## Material for the task:
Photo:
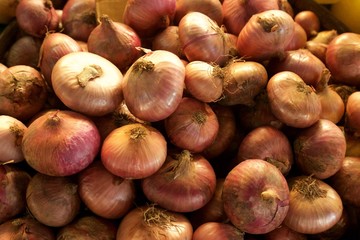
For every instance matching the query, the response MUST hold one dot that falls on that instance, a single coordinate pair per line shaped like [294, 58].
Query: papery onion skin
[23, 92]
[11, 134]
[346, 181]
[123, 48]
[88, 227]
[26, 228]
[292, 101]
[134, 151]
[320, 149]
[153, 86]
[243, 80]
[255, 196]
[148, 18]
[184, 183]
[343, 57]
[266, 35]
[53, 47]
[60, 142]
[153, 222]
[192, 126]
[14, 182]
[267, 143]
[103, 193]
[87, 83]
[314, 205]
[47, 194]
[217, 230]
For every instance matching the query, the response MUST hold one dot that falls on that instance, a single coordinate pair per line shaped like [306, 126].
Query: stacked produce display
[186, 119]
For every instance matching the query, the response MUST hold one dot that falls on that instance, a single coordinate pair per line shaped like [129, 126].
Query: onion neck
[89, 73]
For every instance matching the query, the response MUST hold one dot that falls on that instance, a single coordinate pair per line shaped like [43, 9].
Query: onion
[346, 181]
[54, 46]
[292, 101]
[88, 227]
[184, 183]
[79, 18]
[216, 230]
[266, 35]
[203, 39]
[60, 142]
[309, 21]
[267, 143]
[255, 196]
[213, 211]
[134, 151]
[226, 133]
[284, 232]
[153, 85]
[352, 119]
[243, 80]
[87, 83]
[8, 11]
[14, 182]
[48, 194]
[148, 18]
[23, 92]
[24, 51]
[168, 40]
[116, 42]
[320, 149]
[37, 17]
[314, 205]
[26, 228]
[211, 8]
[11, 134]
[305, 64]
[154, 222]
[192, 126]
[342, 58]
[103, 193]
[204, 81]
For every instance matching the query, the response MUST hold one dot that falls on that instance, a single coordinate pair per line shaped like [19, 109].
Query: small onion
[115, 41]
[152, 222]
[314, 205]
[134, 151]
[79, 18]
[88, 227]
[14, 182]
[255, 196]
[216, 230]
[53, 201]
[26, 228]
[192, 126]
[292, 101]
[267, 143]
[53, 47]
[243, 80]
[184, 183]
[347, 179]
[153, 85]
[105, 194]
[11, 134]
[60, 142]
[37, 17]
[204, 81]
[266, 35]
[320, 149]
[87, 83]
[23, 92]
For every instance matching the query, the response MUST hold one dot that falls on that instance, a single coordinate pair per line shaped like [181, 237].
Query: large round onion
[255, 196]
[60, 142]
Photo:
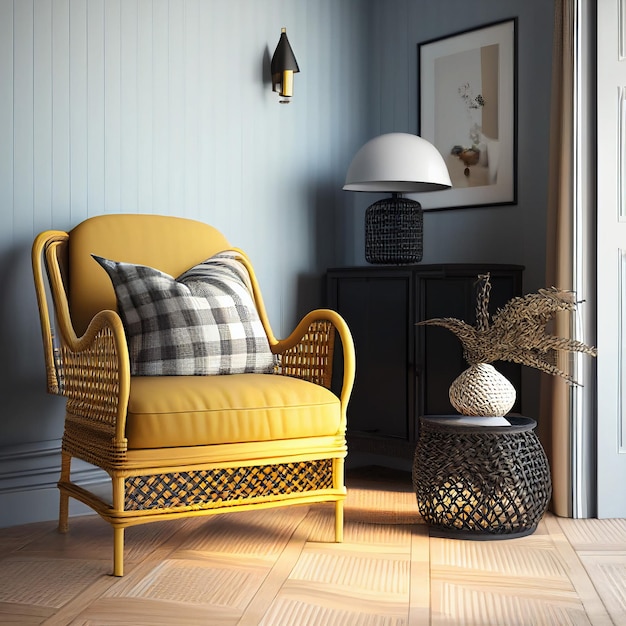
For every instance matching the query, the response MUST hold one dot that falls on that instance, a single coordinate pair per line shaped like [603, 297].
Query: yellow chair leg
[339, 521]
[118, 552]
[64, 504]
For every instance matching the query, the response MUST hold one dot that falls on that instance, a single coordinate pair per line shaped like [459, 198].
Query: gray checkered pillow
[202, 323]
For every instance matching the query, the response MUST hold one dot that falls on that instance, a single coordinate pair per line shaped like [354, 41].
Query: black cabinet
[404, 371]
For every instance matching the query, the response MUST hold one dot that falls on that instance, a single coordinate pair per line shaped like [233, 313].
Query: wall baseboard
[28, 482]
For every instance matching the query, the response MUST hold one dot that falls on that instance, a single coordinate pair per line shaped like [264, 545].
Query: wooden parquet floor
[278, 568]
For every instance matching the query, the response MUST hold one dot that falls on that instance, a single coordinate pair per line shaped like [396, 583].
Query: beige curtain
[554, 420]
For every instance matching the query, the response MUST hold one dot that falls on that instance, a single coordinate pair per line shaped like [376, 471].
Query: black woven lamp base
[394, 231]
[480, 482]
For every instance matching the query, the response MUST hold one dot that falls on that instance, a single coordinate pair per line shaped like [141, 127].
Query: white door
[611, 259]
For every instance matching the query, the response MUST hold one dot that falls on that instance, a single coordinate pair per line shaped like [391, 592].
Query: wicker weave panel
[229, 484]
[481, 482]
[312, 358]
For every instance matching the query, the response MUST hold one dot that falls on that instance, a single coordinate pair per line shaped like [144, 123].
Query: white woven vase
[481, 390]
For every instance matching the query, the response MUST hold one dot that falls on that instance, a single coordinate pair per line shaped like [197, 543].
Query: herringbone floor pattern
[278, 568]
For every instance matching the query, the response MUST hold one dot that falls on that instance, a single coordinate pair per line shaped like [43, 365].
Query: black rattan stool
[480, 482]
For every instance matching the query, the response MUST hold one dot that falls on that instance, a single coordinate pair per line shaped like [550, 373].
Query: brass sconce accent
[283, 67]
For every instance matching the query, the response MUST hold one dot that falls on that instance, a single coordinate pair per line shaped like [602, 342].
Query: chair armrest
[95, 378]
[308, 351]
[91, 371]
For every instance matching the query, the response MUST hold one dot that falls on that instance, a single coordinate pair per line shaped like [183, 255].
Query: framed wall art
[468, 110]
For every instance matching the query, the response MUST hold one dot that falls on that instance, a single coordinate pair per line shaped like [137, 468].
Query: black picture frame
[467, 108]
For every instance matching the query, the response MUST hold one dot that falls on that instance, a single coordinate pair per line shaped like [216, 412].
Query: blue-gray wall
[165, 106]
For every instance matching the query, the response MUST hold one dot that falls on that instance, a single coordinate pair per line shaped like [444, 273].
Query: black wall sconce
[283, 67]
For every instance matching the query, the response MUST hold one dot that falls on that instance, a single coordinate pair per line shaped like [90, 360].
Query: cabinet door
[442, 354]
[379, 312]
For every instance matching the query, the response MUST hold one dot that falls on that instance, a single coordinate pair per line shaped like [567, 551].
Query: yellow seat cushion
[174, 411]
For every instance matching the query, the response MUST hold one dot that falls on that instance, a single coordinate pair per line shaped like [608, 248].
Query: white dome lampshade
[397, 163]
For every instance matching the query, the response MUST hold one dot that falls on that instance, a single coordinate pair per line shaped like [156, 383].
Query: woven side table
[480, 482]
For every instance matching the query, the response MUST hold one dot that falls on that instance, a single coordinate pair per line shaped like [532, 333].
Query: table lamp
[397, 163]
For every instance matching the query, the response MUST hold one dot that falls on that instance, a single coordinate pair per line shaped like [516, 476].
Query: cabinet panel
[404, 371]
[378, 313]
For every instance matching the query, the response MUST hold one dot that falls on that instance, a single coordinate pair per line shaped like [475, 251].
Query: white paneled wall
[165, 106]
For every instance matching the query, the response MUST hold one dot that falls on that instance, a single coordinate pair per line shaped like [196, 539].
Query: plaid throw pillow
[202, 323]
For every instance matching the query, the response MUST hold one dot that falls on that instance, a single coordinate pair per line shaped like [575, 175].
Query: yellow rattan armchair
[244, 441]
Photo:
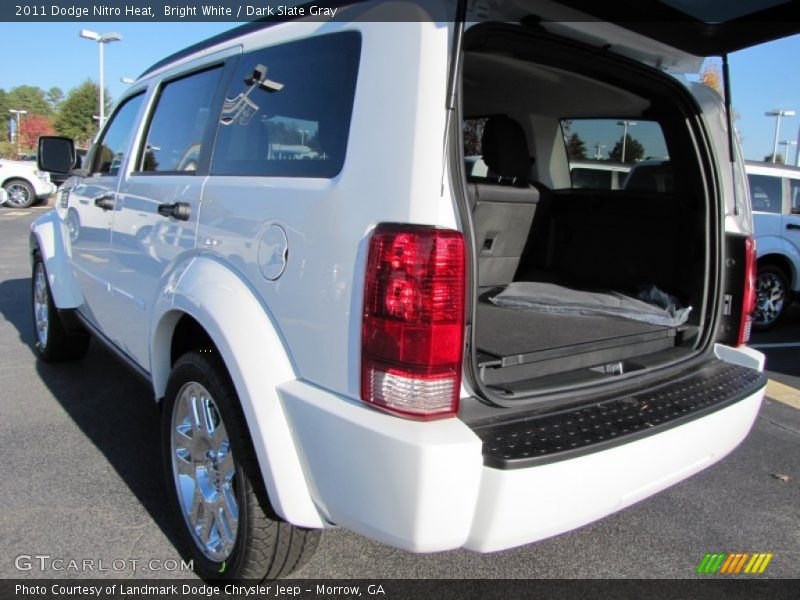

## What is asked:
Write out every line of the records above without any change, leaving the pictures out.

## Full answer:
Photo:
For every instance matching the query, the response MUST hold one dot that falls on that instance, a single coordinate pair per line shaped like [294, 58].
Query: papery onion skin
[23, 92]
[11, 134]
[346, 181]
[123, 48]
[88, 227]
[26, 228]
[292, 101]
[134, 151]
[320, 149]
[153, 86]
[243, 80]
[255, 196]
[148, 18]
[184, 183]
[343, 57]
[266, 35]
[53, 47]
[60, 142]
[153, 222]
[192, 126]
[14, 182]
[267, 143]
[103, 193]
[87, 83]
[314, 205]
[47, 194]
[217, 230]
For every instance matching the query, the response MUST hold one dot that falls on that instance, a single coordinate pair per line shaped like [306, 126].
Query: stacked produce display
[186, 119]
For every instance matching the query, the response MUST hold one dot that falls on that instance, a single coordinate pair per line shaped like [129, 126].
Query: onion neck
[89, 73]
For every instance matching the query, the response MUST hold one dot that falls on that instance, a single coordinate pair per line shaped like [43, 9].
Query: onion
[346, 181]
[54, 46]
[292, 101]
[88, 227]
[184, 183]
[79, 18]
[216, 230]
[266, 35]
[203, 39]
[60, 142]
[309, 21]
[267, 143]
[255, 196]
[213, 211]
[134, 151]
[226, 133]
[284, 232]
[153, 85]
[352, 119]
[243, 80]
[87, 83]
[8, 11]
[14, 182]
[48, 194]
[148, 18]
[23, 92]
[24, 51]
[168, 40]
[116, 42]
[320, 149]
[37, 17]
[314, 205]
[26, 228]
[211, 8]
[11, 134]
[305, 64]
[154, 222]
[192, 126]
[342, 58]
[103, 193]
[204, 81]
For every instance matching the query, the response MUST hold one dot that falls on that instance, a single coordinate pair per line shaped like [19, 109].
Query: small onion
[115, 41]
[152, 222]
[314, 205]
[134, 151]
[79, 18]
[88, 227]
[14, 182]
[255, 196]
[216, 230]
[53, 201]
[26, 228]
[192, 126]
[292, 101]
[267, 143]
[53, 47]
[243, 80]
[184, 183]
[347, 179]
[153, 85]
[105, 194]
[11, 134]
[60, 142]
[37, 17]
[204, 81]
[266, 35]
[320, 149]
[87, 83]
[23, 92]
For every instance matching the query, the response MUST hold one dot that falls on that instance, a single coordinate pair per line shaped like [181, 237].
Query: large round onion
[255, 196]
[60, 142]
Photo:
For every instance matching the query, the response MUST hold one dot that falls on that instance, a single coordinate pair per line shaped like [603, 297].
Query: yellow chair leg
[339, 521]
[118, 552]
[64, 504]
For every instance matching the query, the response MUST hold one dot that falls on that instance, a single coordinate pair per line shaped like [459, 198].
Query: gray checkered pillow
[202, 323]
For every instance matching the query, the response MUST hold one dot that falls on that instance, a single coordinate pair per line shaped like [354, 41].
Query: black cabinet
[404, 371]
For every instance matching the query, the response MUST hold one dot that falls on that instance, a single coordinate pair per line shaped like [233, 313].
Query: wall baseboard
[28, 482]
For every instance matching the query, the response MUST hold one dot that falls on that instance, a single coordinate pair per line shaped like [264, 545].
Query: wooden parquet floor
[278, 568]
For every instance matching the query, the response MUST hold one dot that falls on that instance, a single coordinate pair per line shaped like [396, 583].
Query: beige curtain
[554, 420]
For every instance matching the query, the response MUST hold one dot that falls on that instance, a single coordinate pair per line shaped like [376, 471].
Query: black woven lamp base
[394, 231]
[480, 482]
For every instance matching the query, the response MUST hold one dot that falls on that instance, a single coordinate pair per line shaped like [141, 127].
Query: white door
[611, 259]
For every instance matching the query, the response MUST hold one dot that falls on that instance, a single coordinate pair per line shaped like [391, 592].
Query: wicker weave panel
[229, 484]
[481, 482]
[312, 358]
For every instance matching the query, the response MUST hold one dot that falls on that instance, a single coordinate pair per line shaped like [144, 123].
Query: white woven vase
[481, 390]
For every instance matching the query, the response MUST hold one dot that falls on that instance, a single coordinate pair per line shaped like [197, 543].
Query: herringbone floor pattern
[278, 568]
For every instance matching the query, the response MUST hold one dot that falls on that instance, a single coordinate pair per line shaped like [43, 365].
Query: black rattan stool
[480, 482]
For every instance matching the query, the response MUST hold one dot that falls on that instance, a single coordinate pair per line shaped like [550, 373].
Query: brass sconce accent
[283, 67]
For every instance matching the query, the response MUST hold one dot that falls on that instance, a single coordinate pair per line shaped like [602, 342].
Query: chair armrest
[95, 378]
[308, 351]
[91, 371]
For every instance matching the query, the response MUST hold one dot that falls on that instance, a single coordinate pair per line shaped like [183, 255].
Query: framed wall art
[468, 110]
For every instance matching the query, the response MUST hold one dot that falls on that instance, a single coordinate pair per line shaped like [137, 468].
Query: black picture frame
[467, 108]
For every instance matching the query, the response MUST hold one dot that falls on that instance, a single coordinate pair per line shaped like [216, 412].
Query: blue-gray wall
[165, 106]
For every instance matching the query, the response MUST hold one dot that falls on that instance, a single coordinate pair per line shaped like [444, 273].
Query: black wall sconce
[283, 67]
For every instance matching the query, the response MUST hold one dot that falls on that instance, a single coordinate pair per line shaped like [90, 360].
Query: cabinet door
[442, 354]
[379, 312]
For every instance matching the query, the response MUST hold one dot that falls on that instance, a single coordinate pair per line shaped like [567, 551].
Query: yellow seat cushion
[174, 411]
For every instance matching the query, the response MUST hold one dot that falls on that instance, a single coordinate pair per line shaped like [608, 248].
Query: white dome lampshade
[397, 163]
For every instance matching the query, the response MUST hold one dot that falls on that instance, a single coordinate pair per line shaped like [156, 383].
Query: woven side table
[480, 482]
For every instance matching the query, the response MUST hold one dot that falls on that instance, a single coordinate pair per line shaped like [532, 333].
Query: table lamp
[397, 163]
For every instance matching the query, the response MUST hold one dot that falls on that instance, a single coordinate pair per line shaped like [516, 476].
Query: cabinet panel
[404, 371]
[378, 313]
For every instance matching the query, the response MUST hold one dot that falls on that instance, a single coordinate pair per line shaped like [475, 251].
Query: white paneled wall
[165, 106]
For every instance matching the query, the response MUST hold one dot that falls on that instance, a single coordinate pair per line shaped like [196, 539].
Query: plaid throw pillow
[202, 323]
For every instance matching the query, the response MUST hold one dot that falls on that instance, a single coordinate pair per line shaped like [575, 175].
Query: yellow rattan armchair
[244, 441]
Photo:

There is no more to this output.